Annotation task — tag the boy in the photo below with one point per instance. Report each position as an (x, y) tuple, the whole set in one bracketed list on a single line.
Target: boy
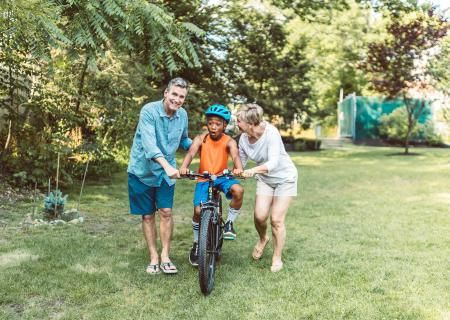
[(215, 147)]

+===+

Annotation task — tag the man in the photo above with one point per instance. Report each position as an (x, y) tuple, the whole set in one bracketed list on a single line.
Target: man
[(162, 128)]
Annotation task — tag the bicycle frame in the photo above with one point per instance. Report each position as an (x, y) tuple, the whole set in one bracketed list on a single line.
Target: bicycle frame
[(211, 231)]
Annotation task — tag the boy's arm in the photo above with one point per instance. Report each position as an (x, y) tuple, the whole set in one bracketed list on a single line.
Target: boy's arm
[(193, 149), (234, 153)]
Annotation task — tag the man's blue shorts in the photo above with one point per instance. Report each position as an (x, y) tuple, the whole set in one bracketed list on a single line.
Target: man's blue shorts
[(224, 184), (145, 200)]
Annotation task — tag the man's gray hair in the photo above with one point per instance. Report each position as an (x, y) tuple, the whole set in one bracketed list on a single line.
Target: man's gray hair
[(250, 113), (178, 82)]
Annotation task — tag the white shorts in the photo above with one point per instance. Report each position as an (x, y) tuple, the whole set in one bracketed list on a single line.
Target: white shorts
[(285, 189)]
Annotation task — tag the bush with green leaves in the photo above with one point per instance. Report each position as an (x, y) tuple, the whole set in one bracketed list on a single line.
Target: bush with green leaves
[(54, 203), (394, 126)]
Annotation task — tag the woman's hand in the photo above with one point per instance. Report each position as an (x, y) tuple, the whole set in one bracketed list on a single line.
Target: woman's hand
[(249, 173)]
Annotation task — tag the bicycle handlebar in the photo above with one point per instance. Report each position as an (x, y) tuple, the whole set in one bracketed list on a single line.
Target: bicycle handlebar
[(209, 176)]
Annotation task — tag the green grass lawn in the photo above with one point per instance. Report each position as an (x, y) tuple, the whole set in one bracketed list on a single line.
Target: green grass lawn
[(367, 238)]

+===+

**Task brief**: Put the rows starting at the line that contains "Annotation task — tag the green" and ending at the line that contains "[(367, 238)]" into a two-column CSV with the headers text and answer, giving one CSV line per row. Place each value in a single quoted field, with any line breaks replaced by spaces.

**Answer to the exercise**:
text,answer
"Annotation task — tag the green grass lawn in the photo above with one point per instance. Report each position as an (x, y) tuple, the whole set in one bracketed list on a single line. Target: green grass lawn","[(367, 238)]"